DATA FOR PROCESSING |
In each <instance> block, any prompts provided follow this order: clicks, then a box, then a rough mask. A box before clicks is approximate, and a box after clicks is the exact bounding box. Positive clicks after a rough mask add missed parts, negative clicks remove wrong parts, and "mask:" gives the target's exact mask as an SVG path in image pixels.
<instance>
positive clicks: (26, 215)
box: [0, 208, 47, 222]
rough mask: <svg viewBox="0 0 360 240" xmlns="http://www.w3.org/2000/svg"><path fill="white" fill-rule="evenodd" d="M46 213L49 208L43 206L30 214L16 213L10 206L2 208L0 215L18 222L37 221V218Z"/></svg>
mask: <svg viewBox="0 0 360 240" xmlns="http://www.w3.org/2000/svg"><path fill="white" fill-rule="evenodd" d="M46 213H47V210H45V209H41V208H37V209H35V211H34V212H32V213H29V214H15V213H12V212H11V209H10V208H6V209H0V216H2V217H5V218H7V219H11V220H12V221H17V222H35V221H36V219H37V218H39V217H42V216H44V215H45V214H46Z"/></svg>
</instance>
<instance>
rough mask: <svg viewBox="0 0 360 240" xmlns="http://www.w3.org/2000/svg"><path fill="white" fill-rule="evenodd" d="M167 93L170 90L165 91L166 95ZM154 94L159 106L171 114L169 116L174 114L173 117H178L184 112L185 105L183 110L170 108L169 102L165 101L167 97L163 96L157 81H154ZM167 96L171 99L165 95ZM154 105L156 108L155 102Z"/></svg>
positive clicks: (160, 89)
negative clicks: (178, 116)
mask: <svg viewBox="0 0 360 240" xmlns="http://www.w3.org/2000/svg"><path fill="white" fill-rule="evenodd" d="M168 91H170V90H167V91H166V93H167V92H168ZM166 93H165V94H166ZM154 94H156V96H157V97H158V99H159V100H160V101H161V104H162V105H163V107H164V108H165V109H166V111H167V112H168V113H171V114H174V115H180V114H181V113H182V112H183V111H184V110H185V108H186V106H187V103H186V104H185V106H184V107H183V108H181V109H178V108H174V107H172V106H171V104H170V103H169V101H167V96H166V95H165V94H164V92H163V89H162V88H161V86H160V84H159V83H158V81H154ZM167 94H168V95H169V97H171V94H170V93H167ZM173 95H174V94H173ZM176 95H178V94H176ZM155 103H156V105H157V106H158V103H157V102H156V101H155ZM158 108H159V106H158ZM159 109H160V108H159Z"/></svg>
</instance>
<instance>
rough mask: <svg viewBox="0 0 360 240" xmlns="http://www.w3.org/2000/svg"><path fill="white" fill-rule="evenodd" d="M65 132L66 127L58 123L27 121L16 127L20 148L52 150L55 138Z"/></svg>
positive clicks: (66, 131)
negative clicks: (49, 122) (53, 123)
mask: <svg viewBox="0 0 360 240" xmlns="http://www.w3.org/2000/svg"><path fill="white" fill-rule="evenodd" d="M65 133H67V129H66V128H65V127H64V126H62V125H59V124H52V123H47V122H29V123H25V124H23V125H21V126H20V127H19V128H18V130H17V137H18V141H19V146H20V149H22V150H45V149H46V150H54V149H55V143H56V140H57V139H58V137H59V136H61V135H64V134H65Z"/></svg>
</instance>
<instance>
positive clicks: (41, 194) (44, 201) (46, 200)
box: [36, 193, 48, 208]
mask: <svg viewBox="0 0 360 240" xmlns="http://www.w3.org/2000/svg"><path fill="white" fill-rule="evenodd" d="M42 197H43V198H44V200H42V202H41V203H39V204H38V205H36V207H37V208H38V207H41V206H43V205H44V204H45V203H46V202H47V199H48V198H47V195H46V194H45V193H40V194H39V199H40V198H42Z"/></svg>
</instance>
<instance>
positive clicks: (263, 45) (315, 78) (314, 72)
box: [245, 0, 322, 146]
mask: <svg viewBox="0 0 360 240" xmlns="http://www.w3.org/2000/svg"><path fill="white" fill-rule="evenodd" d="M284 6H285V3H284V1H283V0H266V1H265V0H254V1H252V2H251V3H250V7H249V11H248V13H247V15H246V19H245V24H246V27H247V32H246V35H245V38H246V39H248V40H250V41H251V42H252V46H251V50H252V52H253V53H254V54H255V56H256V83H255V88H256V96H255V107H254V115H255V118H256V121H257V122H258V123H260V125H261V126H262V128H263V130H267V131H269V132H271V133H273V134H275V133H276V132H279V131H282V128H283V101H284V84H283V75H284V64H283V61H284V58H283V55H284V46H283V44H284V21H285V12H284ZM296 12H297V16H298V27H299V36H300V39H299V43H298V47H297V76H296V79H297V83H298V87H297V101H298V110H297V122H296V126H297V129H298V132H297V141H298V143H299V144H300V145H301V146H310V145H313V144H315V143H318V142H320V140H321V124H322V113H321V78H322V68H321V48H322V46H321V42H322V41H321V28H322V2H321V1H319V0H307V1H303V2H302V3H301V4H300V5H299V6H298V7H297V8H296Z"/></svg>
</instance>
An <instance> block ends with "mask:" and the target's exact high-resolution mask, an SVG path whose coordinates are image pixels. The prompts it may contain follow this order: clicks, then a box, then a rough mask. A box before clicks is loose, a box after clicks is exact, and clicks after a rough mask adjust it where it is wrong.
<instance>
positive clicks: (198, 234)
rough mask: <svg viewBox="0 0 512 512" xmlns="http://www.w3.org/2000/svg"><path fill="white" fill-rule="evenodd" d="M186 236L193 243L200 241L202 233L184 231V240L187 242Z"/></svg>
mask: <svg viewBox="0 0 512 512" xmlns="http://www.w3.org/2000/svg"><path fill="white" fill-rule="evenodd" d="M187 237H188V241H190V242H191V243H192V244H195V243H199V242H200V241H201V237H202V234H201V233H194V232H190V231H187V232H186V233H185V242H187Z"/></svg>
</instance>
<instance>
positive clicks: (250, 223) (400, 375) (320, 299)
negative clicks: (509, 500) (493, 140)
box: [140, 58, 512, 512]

WORK TO COMPLETE | The records above are to be copied in full, exactly as written.

TASK SOLUTION |
In each <instance> block, any prompts provided follow this order: clicks, then a box, then a rough mask. A box before clicks is approximate, and a box after clicks is the exact bounding box. Positive clicks after a rough mask add missed parts, negative clicks remove wrong parts, and "mask:" gives the target's exact mask as an SVG path in image pixels.
<instance>
positive clicks: (26, 215)
box: [0, 208, 47, 222]
rough mask: <svg viewBox="0 0 360 240" xmlns="http://www.w3.org/2000/svg"><path fill="white" fill-rule="evenodd" d="M46 213L49 208L43 206L30 214L16 213L10 206L2 208L0 215L18 222L37 221V218Z"/></svg>
mask: <svg viewBox="0 0 360 240" xmlns="http://www.w3.org/2000/svg"><path fill="white" fill-rule="evenodd" d="M46 213H47V210H45V209H41V208H37V209H35V211H34V212H32V213H29V214H15V213H12V212H11V209H10V208H6V209H0V216H2V217H5V218H7V219H11V220H12V221H17V222H35V221H36V219H37V218H39V217H42V216H44V215H45V214H46Z"/></svg>
</instance>
<instance>
rough mask: <svg viewBox="0 0 360 240" xmlns="http://www.w3.org/2000/svg"><path fill="white" fill-rule="evenodd" d="M167 93L170 90L165 91L166 95ZM154 94L159 106L171 114L169 116L174 114L173 117H178L184 112L185 105L183 110L170 108L169 102L165 101L167 97L163 96L157 81H154ZM167 96L171 99L165 95ZM154 105L156 108L155 102Z"/></svg>
positive clicks: (160, 89)
negative clicks: (178, 116)
mask: <svg viewBox="0 0 360 240" xmlns="http://www.w3.org/2000/svg"><path fill="white" fill-rule="evenodd" d="M168 91H170V90H167V91H166V93H167V92H168ZM166 93H165V94H166ZM154 94H156V96H157V97H158V99H159V100H160V101H161V104H162V105H163V107H164V108H165V109H166V111H167V112H168V113H171V114H174V115H180V114H181V113H182V112H183V111H184V110H185V108H186V106H187V103H186V104H185V106H184V107H183V108H181V109H178V108H174V107H172V106H171V104H170V103H169V101H167V96H166V95H165V94H164V92H163V89H162V88H161V86H160V84H159V83H158V81H154ZM167 94H168V95H169V97H171V94H170V93H167ZM173 95H174V94H173ZM176 95H178V94H176ZM155 103H156V105H157V106H158V103H157V102H156V101H155ZM158 108H159V106H158ZM159 109H160V108H159Z"/></svg>
</instance>
<instance>
rough mask: <svg viewBox="0 0 360 240" xmlns="http://www.w3.org/2000/svg"><path fill="white" fill-rule="evenodd" d="M65 132L66 127L58 123L27 121L16 127L20 148L52 150L55 138Z"/></svg>
positive clicks: (66, 131)
negative clicks: (49, 122) (53, 123)
mask: <svg viewBox="0 0 360 240" xmlns="http://www.w3.org/2000/svg"><path fill="white" fill-rule="evenodd" d="M65 133H67V129H66V128H65V127H64V126H62V125H59V124H52V123H47V122H29V123H25V124H23V125H21V126H20V127H19V128H18V130H17V137H18V141H19V146H20V149H22V150H45V149H46V150H54V149H55V143H56V140H57V139H58V137H59V136H61V135H64V134H65Z"/></svg>
</instance>
<instance>
positive clicks: (41, 194) (44, 201) (46, 200)
box: [36, 193, 48, 208]
mask: <svg viewBox="0 0 360 240" xmlns="http://www.w3.org/2000/svg"><path fill="white" fill-rule="evenodd" d="M42 197H43V198H44V200H42V202H41V203H39V204H38V205H36V207H37V208H38V207H41V206H43V205H44V204H45V203H46V202H47V199H48V198H47V195H46V194H45V193H40V194H39V199H40V198H42Z"/></svg>
</instance>
<instance>
positive clicks: (263, 45) (315, 78) (314, 72)
box: [245, 0, 322, 146]
mask: <svg viewBox="0 0 360 240" xmlns="http://www.w3.org/2000/svg"><path fill="white" fill-rule="evenodd" d="M284 6H285V3H284V1H283V0H266V1H265V0H254V1H252V2H251V3H250V7H249V11H248V13H247V15H246V19H245V24H246V27H247V32H246V35H245V38H246V39H248V40H250V41H251V42H252V46H251V50H252V52H253V53H254V54H255V56H256V83H255V88H256V96H255V107H254V115H255V118H256V121H257V122H258V123H260V125H261V126H262V128H263V130H267V131H269V132H271V133H273V134H275V133H276V132H279V131H282V128H283V101H284V84H283V75H284V64H283V61H284V58H283V55H284V46H283V44H284V21H285V12H284ZM296 12H297V16H298V27H299V36H300V39H299V43H298V47H297V76H296V79H297V83H298V87H297V101H298V110H297V122H296V126H297V129H298V132H297V141H298V143H299V144H300V145H301V146H310V145H313V144H315V143H318V142H320V140H321V124H322V113H321V78H322V68H321V48H322V46H321V42H322V41H321V28H322V2H321V1H319V0H307V1H303V2H302V3H301V4H300V5H299V6H298V7H297V8H296Z"/></svg>
</instance>
An <instance> block ends with "mask:" and the target's exact high-resolution mask, an SVG path whose coordinates are image pixels. The prompts it may contain follow this order: clicks, then a box, then a rough mask. A box before clicks is loose, a box after clicks is exact, and clicks after a rough mask adjust it where it is wrong.
<instance>
positive clicks: (198, 234)
rough mask: <svg viewBox="0 0 512 512" xmlns="http://www.w3.org/2000/svg"><path fill="white" fill-rule="evenodd" d="M186 236L193 243L200 241L202 233L184 231V240L187 242Z"/></svg>
mask: <svg viewBox="0 0 512 512" xmlns="http://www.w3.org/2000/svg"><path fill="white" fill-rule="evenodd" d="M187 237H188V241H190V242H191V243H192V244H195V243H199V242H200V241H201V237H202V234H201V233H194V232H190V231H187V232H186V233H185V242H187Z"/></svg>
</instance>
<instance>
positive clicks: (250, 223) (400, 375) (320, 299)
negative clicks: (509, 500) (493, 140)
box: [140, 58, 512, 512]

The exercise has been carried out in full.